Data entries
==============================

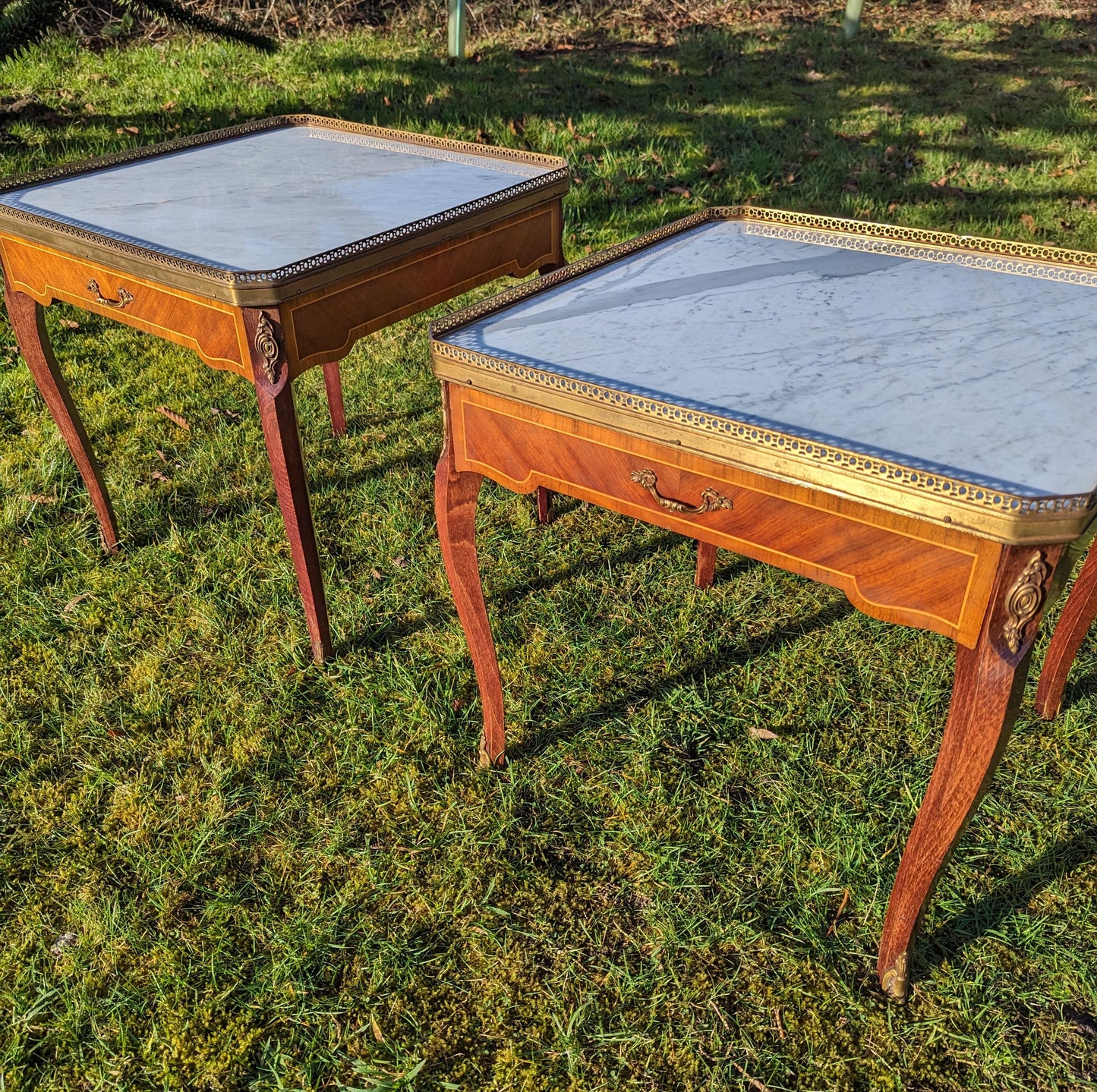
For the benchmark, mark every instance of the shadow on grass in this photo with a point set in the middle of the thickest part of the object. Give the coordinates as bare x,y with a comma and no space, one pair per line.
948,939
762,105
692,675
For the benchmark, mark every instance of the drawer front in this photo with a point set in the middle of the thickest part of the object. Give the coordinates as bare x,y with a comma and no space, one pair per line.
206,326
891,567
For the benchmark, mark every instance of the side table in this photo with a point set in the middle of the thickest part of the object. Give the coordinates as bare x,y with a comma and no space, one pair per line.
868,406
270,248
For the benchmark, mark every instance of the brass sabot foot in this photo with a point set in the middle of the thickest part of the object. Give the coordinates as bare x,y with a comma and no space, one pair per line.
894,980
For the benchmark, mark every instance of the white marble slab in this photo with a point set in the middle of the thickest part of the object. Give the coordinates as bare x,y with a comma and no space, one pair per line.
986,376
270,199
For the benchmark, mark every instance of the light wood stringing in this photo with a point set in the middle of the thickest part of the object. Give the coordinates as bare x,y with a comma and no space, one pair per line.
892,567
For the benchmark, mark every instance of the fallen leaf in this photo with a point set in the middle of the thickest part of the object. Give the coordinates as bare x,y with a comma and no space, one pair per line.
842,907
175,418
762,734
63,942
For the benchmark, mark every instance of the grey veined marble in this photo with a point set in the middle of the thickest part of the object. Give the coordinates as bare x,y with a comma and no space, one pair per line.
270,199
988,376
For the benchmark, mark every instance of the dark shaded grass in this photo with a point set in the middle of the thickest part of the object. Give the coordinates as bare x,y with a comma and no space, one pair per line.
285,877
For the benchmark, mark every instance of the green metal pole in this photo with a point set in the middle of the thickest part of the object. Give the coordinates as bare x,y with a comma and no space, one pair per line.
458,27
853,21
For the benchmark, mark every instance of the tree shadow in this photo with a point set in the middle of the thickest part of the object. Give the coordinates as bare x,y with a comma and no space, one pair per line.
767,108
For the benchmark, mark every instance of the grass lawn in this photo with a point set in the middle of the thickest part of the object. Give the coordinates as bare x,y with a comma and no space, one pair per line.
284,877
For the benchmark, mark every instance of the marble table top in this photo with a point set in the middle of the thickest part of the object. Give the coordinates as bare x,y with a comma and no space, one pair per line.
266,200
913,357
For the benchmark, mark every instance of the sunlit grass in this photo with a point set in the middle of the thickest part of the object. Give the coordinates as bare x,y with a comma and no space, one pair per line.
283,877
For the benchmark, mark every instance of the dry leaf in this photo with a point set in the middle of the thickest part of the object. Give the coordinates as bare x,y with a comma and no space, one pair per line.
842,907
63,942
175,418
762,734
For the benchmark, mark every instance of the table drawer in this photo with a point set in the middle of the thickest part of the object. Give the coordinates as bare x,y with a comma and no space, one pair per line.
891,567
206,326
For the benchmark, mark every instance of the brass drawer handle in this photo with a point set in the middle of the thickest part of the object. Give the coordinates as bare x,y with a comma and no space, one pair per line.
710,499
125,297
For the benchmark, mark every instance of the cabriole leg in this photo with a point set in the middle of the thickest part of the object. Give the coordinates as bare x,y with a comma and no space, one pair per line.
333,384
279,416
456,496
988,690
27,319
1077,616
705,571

==============================

* INSTRUCTION
Return all of the material above line for line without changing anything, and leave the pictures out.

* TASK SOLUTION
For the benchmark, mark every instance of the shadow on grass in this photo with a point set in the middle of the thickest part of the object. Give the coordinates as bare x,y with a comma and no space, one pair per line.
948,939
762,105
692,675
For the benchmark, mark every instance of the drawer front in this photo with a point set in the middle of the thickest part of the object. Give the coordinates as bare x,y with a comma and no space, one pair per line.
206,326
891,567
For the benchmark, mark every instance of the side table in this photo with a point set in the middle of the thickest part of the object. Give the coordinates as bare x,y with a comma and no space, one pair per line.
868,406
270,248
For the benchmark, mark every instance of the brass sabot foot in this photo with a point set in the middle of the thickest part of the object. Give the coordinates as bare x,y with a comma and no space, one pair per line.
894,980
For the benchmark, mark every instance of the white marble slab in this photo with a point set in the middle of the thickest part of the object. Give the coordinates as bare x,y with a comma and no space, one pair per line.
986,376
270,199
For the benchmark, mark every instance of the light wood stringing in this photo with a point set in the middle of the thickest part of the object. Give the coordinates as bare x,y with a comma and no space, one pair per line.
892,567
For the benchmark, mark every instance of the fallen leaf in this photo with a point set in the middle of the thickest part of the object. Give the coordinates as bare x,y with a comma and no space, one pair per line.
842,907
175,418
762,734
63,942
For the benchmark, mark every instance of the grey veined marble in this photo with a point set in the middle of the thickest part of the object. Give the coordinates as bare x,y with a comma and no space, one pair per line.
270,199
988,376
For the benchmark, mark every instance of the dark shaded grass in this photo with a point set in the middle of the thickest part of the object. Give the coordinates as bare x,y with a comma and no space, one pair per line.
285,877
For the benchmark, mark every instance of the green metal pole in this photo with a point set in the middle of the thickest part of the object. Give the coordinates as bare x,y with a comma and no space, one pair per line.
458,27
853,21
For the benchmark, mark every instance of the tree shadow in this photo with a point set in the middle of the thickest part of the object. Give the coordinates as bare x,y with a comma and no space, one pair per line.
767,108
For the benchmark, mark every instance of the grass lawn in this photo with a point set in the middle of the thickest part of the object. Give the coordinates as bare x,y with a comma and no space, one pair per line.
284,877
For the benchmark, mark every instance of the marble table top in this photo with a point set in the middle of the thickest part of the object. Give the coordinates as bare x,y with a comma and no space, one pair per line.
266,200
913,357
For the benchmark, mark every instance of the sunlit grass in this photo with a point set in the middle of the thickest part of the object. Give the coordinates as bare x,y with a comma and no space, one pair per line.
283,877
For the benchmark, mark every instance of the dry leaf in this photo with a point set in the middle of the thickest part of the object. Give the coordinates as bare x,y with a comma and no space, one pair per line.
842,907
63,942
175,418
762,734
For the benchmark, mark every instance of the table drawer in this photo with a point set in the middle of the thickest part of the object. Give the coordinates as bare x,y with a comma and no space, one pair per line.
891,567
206,326
For the benchmark, mark every instance of the brass drawer handle in this photo with a point set in the middle of the thickest part of the object. Give the coordinates as bare x,y with a comma and no space, one pair per line.
710,499
125,297
For the benchmark, mark every instance of the cabriole leg in this photo with a point set in the middle of the thickest part of the object. Give the coordinates as bare x,y with a comma and no space, one pair per line.
333,384
279,416
456,496
988,690
27,319
1077,616
705,571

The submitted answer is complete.